» Exercise instructions
In the listing below, find the line containing "the white pickup". Write out that line and every line after it to the end, exactly and only those.

» Extracted entries
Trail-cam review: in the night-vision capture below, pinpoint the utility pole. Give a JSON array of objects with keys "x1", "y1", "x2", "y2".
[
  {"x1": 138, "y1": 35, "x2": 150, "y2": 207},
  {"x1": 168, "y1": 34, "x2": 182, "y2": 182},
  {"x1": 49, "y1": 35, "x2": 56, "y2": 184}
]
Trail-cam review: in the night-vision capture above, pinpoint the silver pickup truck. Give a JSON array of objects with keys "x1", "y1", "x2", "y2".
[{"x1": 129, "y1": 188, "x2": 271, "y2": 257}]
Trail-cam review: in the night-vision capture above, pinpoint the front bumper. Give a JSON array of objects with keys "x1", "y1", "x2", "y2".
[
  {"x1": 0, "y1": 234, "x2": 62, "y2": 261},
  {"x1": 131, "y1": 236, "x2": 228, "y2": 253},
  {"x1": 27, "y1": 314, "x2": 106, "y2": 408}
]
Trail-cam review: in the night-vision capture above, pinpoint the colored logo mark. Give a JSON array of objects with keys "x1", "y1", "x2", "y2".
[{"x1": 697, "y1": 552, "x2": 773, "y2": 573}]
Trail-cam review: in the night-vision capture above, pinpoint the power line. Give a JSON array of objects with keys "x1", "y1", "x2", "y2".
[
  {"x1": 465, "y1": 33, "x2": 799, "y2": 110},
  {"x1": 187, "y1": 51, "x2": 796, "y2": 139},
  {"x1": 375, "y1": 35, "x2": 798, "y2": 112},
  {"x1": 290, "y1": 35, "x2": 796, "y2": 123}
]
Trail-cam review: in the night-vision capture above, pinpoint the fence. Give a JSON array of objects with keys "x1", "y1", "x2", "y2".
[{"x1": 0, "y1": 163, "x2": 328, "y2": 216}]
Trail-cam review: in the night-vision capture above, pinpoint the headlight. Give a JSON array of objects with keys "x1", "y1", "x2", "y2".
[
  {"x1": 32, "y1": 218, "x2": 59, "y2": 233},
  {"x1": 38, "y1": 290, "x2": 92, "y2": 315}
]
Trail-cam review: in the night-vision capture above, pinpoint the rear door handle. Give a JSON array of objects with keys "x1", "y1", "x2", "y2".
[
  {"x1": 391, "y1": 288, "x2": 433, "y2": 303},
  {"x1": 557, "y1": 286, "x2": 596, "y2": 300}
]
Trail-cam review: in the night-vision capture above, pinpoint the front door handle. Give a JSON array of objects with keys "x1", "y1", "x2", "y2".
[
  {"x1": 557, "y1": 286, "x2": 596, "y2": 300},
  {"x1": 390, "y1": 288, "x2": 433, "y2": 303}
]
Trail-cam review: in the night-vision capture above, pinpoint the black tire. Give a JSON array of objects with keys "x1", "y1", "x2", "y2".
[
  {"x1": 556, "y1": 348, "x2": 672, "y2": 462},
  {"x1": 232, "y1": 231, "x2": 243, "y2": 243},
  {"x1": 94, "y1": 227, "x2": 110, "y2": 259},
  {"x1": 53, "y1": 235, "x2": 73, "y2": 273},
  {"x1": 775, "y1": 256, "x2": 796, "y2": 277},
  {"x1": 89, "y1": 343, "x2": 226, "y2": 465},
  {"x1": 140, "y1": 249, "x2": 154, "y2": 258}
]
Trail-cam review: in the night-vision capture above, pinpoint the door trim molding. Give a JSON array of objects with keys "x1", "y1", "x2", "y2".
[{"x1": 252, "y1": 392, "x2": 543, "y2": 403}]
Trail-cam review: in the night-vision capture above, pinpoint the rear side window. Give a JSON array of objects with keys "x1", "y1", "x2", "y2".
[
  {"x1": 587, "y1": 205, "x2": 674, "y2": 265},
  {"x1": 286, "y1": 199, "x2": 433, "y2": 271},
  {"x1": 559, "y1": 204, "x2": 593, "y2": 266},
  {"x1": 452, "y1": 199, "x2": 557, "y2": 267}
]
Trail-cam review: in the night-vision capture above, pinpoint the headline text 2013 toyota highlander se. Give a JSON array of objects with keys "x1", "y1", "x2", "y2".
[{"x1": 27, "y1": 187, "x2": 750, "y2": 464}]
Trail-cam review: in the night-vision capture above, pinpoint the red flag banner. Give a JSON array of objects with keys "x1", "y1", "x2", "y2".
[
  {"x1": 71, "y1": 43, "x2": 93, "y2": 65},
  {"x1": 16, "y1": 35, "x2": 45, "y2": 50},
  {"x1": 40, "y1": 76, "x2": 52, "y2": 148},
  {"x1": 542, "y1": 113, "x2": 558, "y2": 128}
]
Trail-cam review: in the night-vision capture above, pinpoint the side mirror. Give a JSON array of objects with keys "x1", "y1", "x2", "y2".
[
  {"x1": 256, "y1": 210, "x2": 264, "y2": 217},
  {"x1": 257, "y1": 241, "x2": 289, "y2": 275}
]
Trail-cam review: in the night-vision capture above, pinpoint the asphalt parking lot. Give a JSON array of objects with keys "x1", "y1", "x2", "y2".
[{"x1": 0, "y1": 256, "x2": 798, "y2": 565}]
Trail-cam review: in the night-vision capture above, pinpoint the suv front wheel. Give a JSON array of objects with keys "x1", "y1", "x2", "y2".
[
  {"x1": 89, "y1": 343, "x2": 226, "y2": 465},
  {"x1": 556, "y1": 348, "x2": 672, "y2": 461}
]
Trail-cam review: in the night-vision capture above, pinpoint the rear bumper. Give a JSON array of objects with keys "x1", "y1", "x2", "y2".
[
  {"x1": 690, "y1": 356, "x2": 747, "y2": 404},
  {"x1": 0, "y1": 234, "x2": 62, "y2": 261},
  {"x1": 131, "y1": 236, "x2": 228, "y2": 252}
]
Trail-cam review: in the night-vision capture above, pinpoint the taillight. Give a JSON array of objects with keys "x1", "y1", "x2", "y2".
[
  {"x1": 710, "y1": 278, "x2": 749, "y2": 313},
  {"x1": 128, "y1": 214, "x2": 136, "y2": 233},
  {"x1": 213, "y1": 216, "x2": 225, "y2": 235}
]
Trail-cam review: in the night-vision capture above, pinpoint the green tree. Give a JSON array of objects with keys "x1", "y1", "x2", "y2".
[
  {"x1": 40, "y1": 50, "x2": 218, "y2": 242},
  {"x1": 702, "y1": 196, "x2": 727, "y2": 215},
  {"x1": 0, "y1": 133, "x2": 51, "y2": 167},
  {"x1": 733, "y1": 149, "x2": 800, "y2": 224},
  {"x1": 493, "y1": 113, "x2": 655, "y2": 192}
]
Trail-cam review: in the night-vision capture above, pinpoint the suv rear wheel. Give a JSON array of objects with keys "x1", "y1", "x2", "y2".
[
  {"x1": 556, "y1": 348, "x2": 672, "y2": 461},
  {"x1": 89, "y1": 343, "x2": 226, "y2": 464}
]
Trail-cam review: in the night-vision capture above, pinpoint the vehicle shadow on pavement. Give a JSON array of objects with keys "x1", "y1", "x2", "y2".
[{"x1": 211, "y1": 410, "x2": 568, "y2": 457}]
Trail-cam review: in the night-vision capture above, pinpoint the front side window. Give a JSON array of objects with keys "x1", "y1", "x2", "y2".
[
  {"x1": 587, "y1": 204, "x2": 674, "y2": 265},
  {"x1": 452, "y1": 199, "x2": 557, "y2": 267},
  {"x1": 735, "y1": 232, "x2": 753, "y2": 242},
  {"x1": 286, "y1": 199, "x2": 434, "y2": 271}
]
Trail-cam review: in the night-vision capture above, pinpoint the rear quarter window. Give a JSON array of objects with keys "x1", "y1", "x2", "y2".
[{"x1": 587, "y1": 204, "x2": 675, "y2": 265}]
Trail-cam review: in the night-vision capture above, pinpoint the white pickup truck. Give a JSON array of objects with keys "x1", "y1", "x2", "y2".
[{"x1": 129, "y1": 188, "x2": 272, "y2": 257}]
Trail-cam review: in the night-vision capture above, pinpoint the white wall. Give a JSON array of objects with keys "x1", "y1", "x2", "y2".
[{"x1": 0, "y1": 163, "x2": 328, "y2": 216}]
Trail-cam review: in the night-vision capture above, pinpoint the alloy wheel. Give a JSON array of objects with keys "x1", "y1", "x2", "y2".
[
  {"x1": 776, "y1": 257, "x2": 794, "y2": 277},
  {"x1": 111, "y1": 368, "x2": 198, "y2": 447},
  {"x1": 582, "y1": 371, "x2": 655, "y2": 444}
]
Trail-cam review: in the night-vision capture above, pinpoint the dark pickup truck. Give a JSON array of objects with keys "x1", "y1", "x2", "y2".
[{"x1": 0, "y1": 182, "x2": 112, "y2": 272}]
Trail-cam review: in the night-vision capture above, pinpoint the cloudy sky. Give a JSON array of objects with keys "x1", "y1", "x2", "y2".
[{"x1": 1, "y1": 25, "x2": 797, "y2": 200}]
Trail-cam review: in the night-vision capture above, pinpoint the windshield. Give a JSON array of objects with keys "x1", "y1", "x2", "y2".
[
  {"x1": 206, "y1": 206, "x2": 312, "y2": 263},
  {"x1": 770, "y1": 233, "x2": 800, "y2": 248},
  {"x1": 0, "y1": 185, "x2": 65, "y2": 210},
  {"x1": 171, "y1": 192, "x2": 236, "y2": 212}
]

» Response to the task
Trail-cam review: in the night-vision capture above, pinpoint the white pickup truck. Give a JSON array of objects with keys "x1", "y1", "x2", "y2".
[{"x1": 129, "y1": 188, "x2": 272, "y2": 257}]
Trail-cam review: in the night-vision capture above, pinpoint the white wall. Give a JSON array of objects with keys "x1", "y1", "x2", "y2".
[{"x1": 0, "y1": 163, "x2": 328, "y2": 216}]
Trail-cam review: in the night-vision capture above, pinpoint the alloy wheel. Give a JSON array of objects with keys "x1", "y1", "x2", "y2".
[
  {"x1": 776, "y1": 257, "x2": 794, "y2": 277},
  {"x1": 111, "y1": 368, "x2": 198, "y2": 447},
  {"x1": 582, "y1": 371, "x2": 655, "y2": 444}
]
Trail-cam review: in the night-vision capture above, pinpoint the dark pickup truck. Give a JSON array of objects with keys "x1", "y1", "x2", "y2".
[{"x1": 0, "y1": 182, "x2": 112, "y2": 272}]
Trail-cam review: in the night-vision capture above, pinpoint the cloudy sky. Give a JSON array of objects with keys "x1", "y1", "x2", "y2".
[{"x1": 1, "y1": 25, "x2": 797, "y2": 200}]
Trail-cam review: in the night-vision capture above, pinpoint the windshield. Give a JSON array of objects with keys "x1", "y1", "x2", "y2".
[
  {"x1": 206, "y1": 206, "x2": 312, "y2": 263},
  {"x1": 770, "y1": 233, "x2": 800, "y2": 248},
  {"x1": 0, "y1": 185, "x2": 65, "y2": 210},
  {"x1": 171, "y1": 192, "x2": 236, "y2": 212}
]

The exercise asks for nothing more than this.